WHAT YOU ARE ASKED TO DO: Transcribe the lines below verbatim, starting at the line that contains "for the tussock" and ending at the line that contains "0,0,300,115", with both of those lines included.

INFORMATION PROVIDED:
----------------
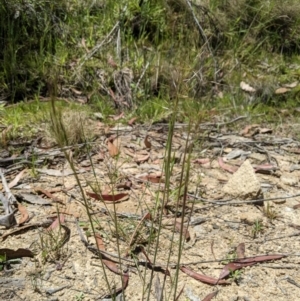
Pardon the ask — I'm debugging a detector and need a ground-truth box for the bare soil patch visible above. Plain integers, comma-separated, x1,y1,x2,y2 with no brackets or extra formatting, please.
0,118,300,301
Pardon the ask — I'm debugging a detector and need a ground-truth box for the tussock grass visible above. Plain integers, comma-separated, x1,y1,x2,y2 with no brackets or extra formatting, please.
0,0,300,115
----------------
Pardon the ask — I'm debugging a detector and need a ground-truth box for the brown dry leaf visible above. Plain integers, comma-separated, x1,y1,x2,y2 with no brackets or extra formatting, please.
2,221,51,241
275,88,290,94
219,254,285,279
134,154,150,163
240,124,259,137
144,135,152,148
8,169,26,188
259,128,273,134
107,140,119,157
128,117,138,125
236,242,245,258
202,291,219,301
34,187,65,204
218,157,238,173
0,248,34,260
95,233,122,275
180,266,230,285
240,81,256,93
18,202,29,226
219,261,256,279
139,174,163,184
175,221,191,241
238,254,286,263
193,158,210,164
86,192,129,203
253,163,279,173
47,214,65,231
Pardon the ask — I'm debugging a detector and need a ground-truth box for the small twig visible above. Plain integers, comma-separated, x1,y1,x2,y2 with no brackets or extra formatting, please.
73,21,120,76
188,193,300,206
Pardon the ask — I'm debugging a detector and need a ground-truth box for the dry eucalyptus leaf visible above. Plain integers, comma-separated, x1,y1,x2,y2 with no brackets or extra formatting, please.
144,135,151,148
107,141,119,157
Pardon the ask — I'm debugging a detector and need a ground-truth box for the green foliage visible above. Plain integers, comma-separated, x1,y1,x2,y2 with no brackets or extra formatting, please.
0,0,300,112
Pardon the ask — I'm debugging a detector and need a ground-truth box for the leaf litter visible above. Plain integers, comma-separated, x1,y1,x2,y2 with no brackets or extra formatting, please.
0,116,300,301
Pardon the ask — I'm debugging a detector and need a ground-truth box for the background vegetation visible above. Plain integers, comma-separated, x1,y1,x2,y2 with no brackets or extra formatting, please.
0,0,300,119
----------------
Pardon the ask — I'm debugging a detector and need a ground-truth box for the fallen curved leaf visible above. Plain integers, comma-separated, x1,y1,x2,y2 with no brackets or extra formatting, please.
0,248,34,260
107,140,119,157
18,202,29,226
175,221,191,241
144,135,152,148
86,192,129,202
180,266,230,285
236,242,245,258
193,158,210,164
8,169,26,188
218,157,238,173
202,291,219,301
----------------
THE OUTPUT:
Pardon the ask — I'm debugging a detector and need a ground-truth box for the tussock grass visible above. Plain integers, comma-separated, x1,y1,x2,y2 with no brackets or extra formatting, please.
0,0,300,115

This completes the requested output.